- _Text block_:
┏━━

It brings to mind an old saying: “Sincerity: Once you can fake that, you’ve got it made.”
A century of management fads has created workplaces (including universities, but they are hardly alone in this) full of empty words and equally empty rituals. People use management-speak to give the impression of expertise. The inherent vagueness of the language helps people in authority dodge tough questions and any testing of their words against reality. Today, bureaucracy comes cloaked in the language of change. Organizations are full of people whose job is to use words to create change for no real reason, to no clear end (other than to preserve their managerial position) or create the illusion of change.
Rarely do organizations in trouble admit they have suffered from “mission creep,” come to terms with past mistakes, and decide to re-dedicate themselves to their founding vision to do with excellence what the institution was founded to do. Instead they usually try a series of management “fixes” (let’s move some offices around, shift authority from manger x to manager y, and outsource job z) and then come up with some “bold, new initiatives,” no more likely to succeed than the last five “new” initiatives.

┗━━

- _Exercise tasks_:
a - Update everything from "A century of" down to "illusion of change." in the passage on management fads, putting "red tape" in place of "bureaucracy".
b - In the passage on management fads, what does bureaucracy come cloaked in today?
The data that follows was taken from a different source than the text.

[Saved entries]

┏━━

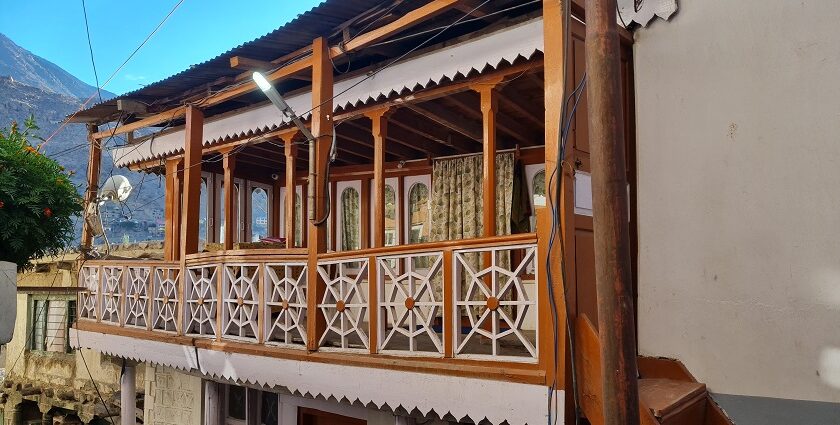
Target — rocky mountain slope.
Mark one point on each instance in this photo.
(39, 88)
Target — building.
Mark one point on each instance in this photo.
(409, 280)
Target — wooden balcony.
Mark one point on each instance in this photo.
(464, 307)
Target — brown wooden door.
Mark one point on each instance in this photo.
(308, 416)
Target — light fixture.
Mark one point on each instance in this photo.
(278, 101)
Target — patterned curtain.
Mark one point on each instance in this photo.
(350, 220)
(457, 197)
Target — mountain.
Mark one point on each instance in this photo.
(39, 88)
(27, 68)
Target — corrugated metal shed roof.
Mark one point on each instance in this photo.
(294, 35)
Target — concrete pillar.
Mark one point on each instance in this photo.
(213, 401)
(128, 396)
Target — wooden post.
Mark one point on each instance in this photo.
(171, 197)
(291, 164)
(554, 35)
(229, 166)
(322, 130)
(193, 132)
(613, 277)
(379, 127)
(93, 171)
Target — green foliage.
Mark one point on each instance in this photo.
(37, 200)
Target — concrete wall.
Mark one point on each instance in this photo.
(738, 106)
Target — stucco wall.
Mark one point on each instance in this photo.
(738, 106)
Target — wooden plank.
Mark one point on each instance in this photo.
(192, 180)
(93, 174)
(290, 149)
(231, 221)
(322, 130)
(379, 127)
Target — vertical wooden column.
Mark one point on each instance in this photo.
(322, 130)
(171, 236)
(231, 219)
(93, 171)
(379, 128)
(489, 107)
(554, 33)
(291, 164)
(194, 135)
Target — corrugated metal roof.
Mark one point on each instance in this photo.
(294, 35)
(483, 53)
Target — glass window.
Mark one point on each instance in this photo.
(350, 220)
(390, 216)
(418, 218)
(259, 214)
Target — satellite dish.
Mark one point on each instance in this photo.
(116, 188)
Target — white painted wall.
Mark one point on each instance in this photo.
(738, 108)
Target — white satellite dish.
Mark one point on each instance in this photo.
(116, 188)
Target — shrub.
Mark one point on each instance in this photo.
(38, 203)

┗━━
┏━━

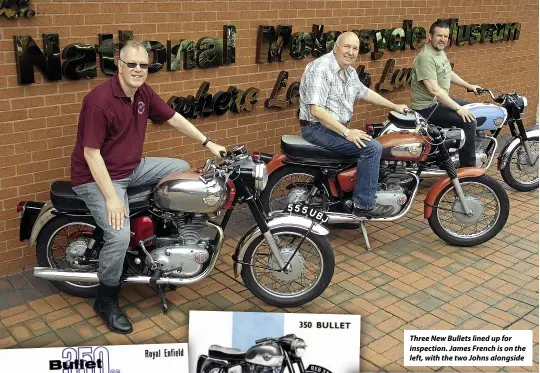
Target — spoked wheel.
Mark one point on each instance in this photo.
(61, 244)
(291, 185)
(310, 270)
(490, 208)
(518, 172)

┗━━

- _Responses_:
a -
A century of management fads has created workplaces (including universities, but they are hardly alone in this) full of empty words and equally empty rituals. People use management-speak to give the impression of expertise. The inherent vagueness of the language helps people in authority dodge tough questions and any testing of their words against reality. Today, red tape comes cloaked in the language of change. Organizations are full of people whose job is to use words to create change for no real reason, to no clear end (other than to preserve their managerial position) or create the illusion of change.

b - The language of change.